WHAT NEEDS TO BE DONE
What lines below include the string "above"? Pick them out and copy them.

DATA TO EXAMINE
__________
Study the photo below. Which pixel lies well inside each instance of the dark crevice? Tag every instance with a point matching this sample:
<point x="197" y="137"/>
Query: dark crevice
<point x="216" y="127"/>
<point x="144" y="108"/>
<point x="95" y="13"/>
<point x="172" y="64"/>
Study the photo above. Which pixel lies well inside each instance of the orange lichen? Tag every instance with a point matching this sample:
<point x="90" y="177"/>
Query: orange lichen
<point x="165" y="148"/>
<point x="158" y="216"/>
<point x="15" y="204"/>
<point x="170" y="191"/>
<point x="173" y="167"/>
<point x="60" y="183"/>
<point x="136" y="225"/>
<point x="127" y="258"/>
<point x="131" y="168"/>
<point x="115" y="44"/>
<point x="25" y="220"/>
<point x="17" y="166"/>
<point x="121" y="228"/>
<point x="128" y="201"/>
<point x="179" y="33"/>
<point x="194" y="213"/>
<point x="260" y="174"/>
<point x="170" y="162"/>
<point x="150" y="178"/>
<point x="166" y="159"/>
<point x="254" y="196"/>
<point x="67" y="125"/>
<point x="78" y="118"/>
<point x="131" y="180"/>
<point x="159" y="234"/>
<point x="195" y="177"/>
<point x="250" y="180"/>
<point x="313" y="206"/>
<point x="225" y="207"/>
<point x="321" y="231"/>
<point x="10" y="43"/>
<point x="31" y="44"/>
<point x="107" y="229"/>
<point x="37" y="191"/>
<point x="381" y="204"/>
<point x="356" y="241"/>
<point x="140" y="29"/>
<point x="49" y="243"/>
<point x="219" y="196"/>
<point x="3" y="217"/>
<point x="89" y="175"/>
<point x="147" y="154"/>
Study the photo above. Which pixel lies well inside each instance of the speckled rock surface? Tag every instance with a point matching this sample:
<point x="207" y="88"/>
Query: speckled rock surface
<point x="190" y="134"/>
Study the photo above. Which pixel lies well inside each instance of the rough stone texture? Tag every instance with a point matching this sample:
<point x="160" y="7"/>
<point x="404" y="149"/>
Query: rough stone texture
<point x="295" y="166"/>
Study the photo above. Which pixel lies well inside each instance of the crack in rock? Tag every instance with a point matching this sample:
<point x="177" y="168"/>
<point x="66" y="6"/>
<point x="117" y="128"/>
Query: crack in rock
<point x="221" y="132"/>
__________
SOLVED PROBLEM
Study the photo above. Which pixel lies well inside each instance of the orange lichen? Tag every instance with a point matching this sample:
Study the photo above. Which pixel lies well inside each instance of the speckled rock surface? Tag every instance with a point matching this sample:
Study the photo above. Which pixel lies well inside each instance of the rough stone texture? Tag every instance with a point matching this sample:
Study the photo above. Which pixel lies well inside each instance of the crack in rock? Tag every instance with a point matching this sample:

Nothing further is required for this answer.